[BEGIN]

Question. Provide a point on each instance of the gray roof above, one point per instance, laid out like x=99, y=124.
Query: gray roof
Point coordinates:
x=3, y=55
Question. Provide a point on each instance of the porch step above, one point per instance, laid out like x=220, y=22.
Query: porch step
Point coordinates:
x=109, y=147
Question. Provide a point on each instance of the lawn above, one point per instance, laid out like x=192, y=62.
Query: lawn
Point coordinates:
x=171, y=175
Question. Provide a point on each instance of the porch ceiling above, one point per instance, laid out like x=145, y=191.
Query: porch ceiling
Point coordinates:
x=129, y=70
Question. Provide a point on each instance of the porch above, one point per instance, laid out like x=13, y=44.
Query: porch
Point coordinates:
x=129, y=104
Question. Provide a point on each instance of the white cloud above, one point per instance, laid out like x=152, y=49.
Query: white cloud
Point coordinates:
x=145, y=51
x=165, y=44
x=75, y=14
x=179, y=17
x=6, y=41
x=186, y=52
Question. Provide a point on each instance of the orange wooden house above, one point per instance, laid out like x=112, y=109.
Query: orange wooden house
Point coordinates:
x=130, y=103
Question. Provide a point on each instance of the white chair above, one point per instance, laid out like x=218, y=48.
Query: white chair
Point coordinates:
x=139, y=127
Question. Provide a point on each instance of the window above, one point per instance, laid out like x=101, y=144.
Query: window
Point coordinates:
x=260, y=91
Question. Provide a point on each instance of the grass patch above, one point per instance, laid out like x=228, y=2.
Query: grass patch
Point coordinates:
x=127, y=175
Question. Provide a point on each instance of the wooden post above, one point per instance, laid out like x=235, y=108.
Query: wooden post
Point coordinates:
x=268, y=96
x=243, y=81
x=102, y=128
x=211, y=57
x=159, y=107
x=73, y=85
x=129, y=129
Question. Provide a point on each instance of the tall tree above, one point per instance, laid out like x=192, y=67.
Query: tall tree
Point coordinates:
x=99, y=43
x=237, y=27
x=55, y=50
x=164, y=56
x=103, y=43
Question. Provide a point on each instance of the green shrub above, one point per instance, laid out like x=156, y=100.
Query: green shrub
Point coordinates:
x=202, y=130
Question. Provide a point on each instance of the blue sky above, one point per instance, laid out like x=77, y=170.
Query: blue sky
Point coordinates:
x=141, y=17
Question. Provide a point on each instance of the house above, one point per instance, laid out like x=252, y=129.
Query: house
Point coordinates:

[END]

Output every line of the items above as a numbered list, omitting any blank lines.

▶ Solution to this exercise
1. Question. Provide a point on each instance of the gray roof above, one point per instance, laid out like x=99, y=124.
2. Query: gray roof
3. Point coordinates:
4. x=3, y=55
5. Question. Provide a point on each instance of the porch step above, one point per instance, laid out like x=220, y=22.
6. Query: porch step
7. Point coordinates:
8. x=109, y=147
9. Question. Provide a point on each instance of the lawn above, one point per instance, laid out like x=192, y=62.
10. Query: lawn
11. Point coordinates:
12. x=171, y=175
13. Question. Provide a point on each instance of the porch ceiling above, one point per instance, laid out like x=145, y=191.
14. Query: porch ceiling
15. Point coordinates:
16. x=129, y=70
17. Question. Provide a point on each instance of the porch above, one point per instance, laid out like x=13, y=44.
18. Query: porch
19. Point coordinates:
20. x=129, y=104
21. Question. Provide a point on each instance of the white cloud above, one point per instance, laid out like x=152, y=49.
22. Query: white cloud
23. Point coordinates:
24. x=145, y=51
25. x=165, y=44
26. x=75, y=14
27. x=179, y=17
28. x=6, y=41
29. x=186, y=52
30. Question. Provide a point on each instance of the orange wooden house above, one point per instance, laid out like x=112, y=109.
31. Query: orange wooden house
32. Point coordinates:
33. x=130, y=103
34. Question. Provide a point on each instance of the white chair above, one point per instance, laid out like x=218, y=48.
35. Query: white chair
36. Point coordinates:
37. x=139, y=127
38. Question. Provide a point on each instance of the window above, one point per instance, laid out like x=101, y=144.
39. Query: window
40. Point coordinates:
41. x=260, y=91
42. Question. Provide a point on each instance of the grass patch above, one point per instance, laid out like x=228, y=2.
43. Query: grass patch
44. Point coordinates:
45. x=127, y=175
46. Question. Provide a point on each instance of the wooden post above, one point per instance, laid out like x=235, y=108.
47. Query: wooden post
48. Point coordinates:
49. x=268, y=96
50. x=243, y=81
51. x=102, y=128
52. x=211, y=57
53. x=159, y=107
54. x=73, y=85
55. x=129, y=129
56. Question. Provide a point on each instance of the tall tree above, one point per instance, laid out like x=192, y=67.
57. Query: tall tree
58. Point coordinates:
59. x=99, y=43
60. x=237, y=27
61. x=55, y=50
62. x=164, y=56
63. x=103, y=43
64. Question. Provide a point on each instance of the green shrub above, one point per instance, laid out like x=156, y=100.
65. Query: green shrub
66. Point coordinates:
67. x=202, y=130
68. Question. Provide a point on each instance of the blue sky above, one point per instance, laid out like x=77, y=170.
69. Query: blue sky
70. Point coordinates:
71. x=141, y=17
72. Question. Provide a point on each instance of the house above, one point per instance, laid out like x=252, y=129.
73. Query: house
74. Point coordinates:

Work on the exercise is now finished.